## [Exercise aim]
Exact copy, no pictures: set down every entry below as written.

[Records provided — start]

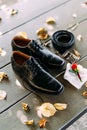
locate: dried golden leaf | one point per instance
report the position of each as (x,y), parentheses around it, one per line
(3,76)
(2,94)
(42,123)
(60,106)
(84,94)
(42,34)
(50,20)
(25,106)
(30,122)
(47,109)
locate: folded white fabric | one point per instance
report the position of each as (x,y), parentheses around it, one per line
(73,78)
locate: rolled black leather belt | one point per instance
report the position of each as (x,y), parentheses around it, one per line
(62,40)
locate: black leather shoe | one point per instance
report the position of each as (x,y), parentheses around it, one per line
(28,69)
(33,48)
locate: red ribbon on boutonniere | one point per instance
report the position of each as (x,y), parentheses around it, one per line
(75,70)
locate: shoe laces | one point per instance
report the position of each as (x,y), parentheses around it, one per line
(34,66)
(35,46)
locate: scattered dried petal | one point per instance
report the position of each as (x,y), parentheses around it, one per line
(79,38)
(47,109)
(73,27)
(2,94)
(76,53)
(25,106)
(86,83)
(30,122)
(60,106)
(42,123)
(0,50)
(1,33)
(50,20)
(13,11)
(23,34)
(3,76)
(84,94)
(42,34)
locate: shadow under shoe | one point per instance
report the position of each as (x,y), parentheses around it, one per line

[Records provided — finish]

## [Finished task]
locate: dried golden leaf | one point per instance
report the position of each as (x,y), parentheses around it, one per line
(3,76)
(2,94)
(42,123)
(60,106)
(84,94)
(42,34)
(50,20)
(25,106)
(30,122)
(47,109)
locate: folded white fabric | one point per instance
report the position of each as (x,y), parentheses around it, one per line
(73,78)
locate: rolled black leather belt | one point per instance
report the position of each as (x,y), parentheses around it, one per line
(62,40)
locate: black leather shoe | one point per instance
report the position of each as (x,y), parentheses around it, one per line
(28,69)
(33,48)
locate: red ribbon on boutonniere | one point per instance
report the position of each as (x,y), parentheses around it, one per line
(75,70)
locate: shoe laces | one point per instance
report the position of each as (x,y), parentheses around it, one per line
(34,66)
(35,46)
locate: scattered dried petal | one point per instance
report the position of each as (x,y), parentheses around it, one per line
(79,38)
(47,109)
(73,27)
(2,94)
(76,53)
(25,106)
(86,83)
(30,122)
(60,106)
(42,123)
(0,50)
(1,33)
(50,20)
(13,11)
(23,34)
(3,76)
(84,94)
(42,34)
locate: shadow under shoe | one point per instance
report the position of each as (x,y), parentheses around it, one per line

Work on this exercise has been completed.